◆ PASSAGE SHOWN ◆
[Begin]
How broadly does the Supreme Court respond to Court-curbing? Is the effect of Court-curbing only to prevent laws from being held unconstitutional? Does Court-curbing affect all justices equally? What are the ideological effects of Court-curbing? In this chapter, we turn to these and other questions. The previous chapter presented the first of two systematic analyses of the consequences of Court-curbing for judicial decision making. We saw there that when it perceives waning diffuse support – as mediated by congressional position-taking – the Court exercises self restraint and invalidates fewer laws on constitutional grounds. This chapter delves more deeply into the judicial response to Court-curbing. To do so, the analysis turns to the ideological content of the Supreme Court's decisions in statutory cases.
[End]
◆ TASKS TO PERFORM ◆
[1] Using the Court-curbing passage, mark each statement yes or no and quote the words that decide it: (a) The previous chapter found that the Court strikes down fewer laws on constitutional grounds when it senses waning diffuse support. (b) This chapter analyzes the Court's decisions in constitutional cases. (c) The previous chapter gave the second of two systematic analyses.
[2] Answer these from the Court-curbing passage:
(a) What mediates the Court's perception of waning diffuse support?
(b) In what kind of cases does this chapter examine the ideological content of decisions?
(c) How many systematic analyses of Court-curbing's consequences does the passage mention?
[3] Write the next part of the Court-curbing passage, starting after its final sentence.
The rows after this passage are separate material.

◆ INFORMATION SUPPLIED ◆
[Begin]
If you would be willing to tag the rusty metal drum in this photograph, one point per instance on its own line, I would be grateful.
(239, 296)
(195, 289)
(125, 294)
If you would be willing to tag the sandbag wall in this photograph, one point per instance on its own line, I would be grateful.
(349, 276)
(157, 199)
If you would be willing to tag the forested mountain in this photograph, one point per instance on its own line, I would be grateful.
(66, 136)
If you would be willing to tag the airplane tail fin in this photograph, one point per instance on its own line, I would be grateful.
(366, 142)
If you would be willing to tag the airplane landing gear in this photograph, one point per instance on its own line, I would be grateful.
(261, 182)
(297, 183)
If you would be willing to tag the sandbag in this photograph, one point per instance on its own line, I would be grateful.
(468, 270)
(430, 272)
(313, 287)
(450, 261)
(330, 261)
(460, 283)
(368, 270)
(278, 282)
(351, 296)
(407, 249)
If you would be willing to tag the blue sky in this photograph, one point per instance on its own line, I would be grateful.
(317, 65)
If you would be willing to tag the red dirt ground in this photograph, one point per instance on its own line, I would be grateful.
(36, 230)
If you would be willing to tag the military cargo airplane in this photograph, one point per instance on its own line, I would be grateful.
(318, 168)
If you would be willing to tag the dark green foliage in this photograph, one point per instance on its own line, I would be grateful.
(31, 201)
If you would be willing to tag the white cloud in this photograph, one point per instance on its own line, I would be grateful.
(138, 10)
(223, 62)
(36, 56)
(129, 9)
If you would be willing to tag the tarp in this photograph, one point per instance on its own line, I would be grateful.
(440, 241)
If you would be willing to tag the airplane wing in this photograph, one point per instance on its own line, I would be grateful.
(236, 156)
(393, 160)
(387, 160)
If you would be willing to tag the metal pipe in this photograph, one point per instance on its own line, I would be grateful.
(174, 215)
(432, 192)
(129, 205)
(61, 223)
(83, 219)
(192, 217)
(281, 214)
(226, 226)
[End]
◆ REPLIES ◆
[1]
(a) Yes: "the Court exercises self restraint and invalidates fewer laws on constitutional grounds"
(b) No: "the analysis turns to the ideological content of the Supreme Court's decisions in statutory cases"
(c) No: "presented the first of two systematic analyses"

[2]
(a) Congressional position-taking
(b) Statutory cases
(c) Two

[3]
While it is noteworthy that congressional hostility affects the use of judicial review to invalidate laws as unconstitutional, it remains to be seen whether the effect of congressional hostility is limited to constitutional cases. There is no reason the Conditional Self-Restraint model's predictions must be limited to constitutional cases, and there are several reasons why one may expect that Court-curbing will affect the Court's decisions in statutory cases as well as constitutional cases. First, Court-curbing is not about legislative efforts to reverse Court decisions per se; rather Court-curbing is about political responsiveness to public discontent with the Court. If the Court's public support is waning, then there is no reason to believe that statutory decisions will not affect the Court's institutional legitimacy.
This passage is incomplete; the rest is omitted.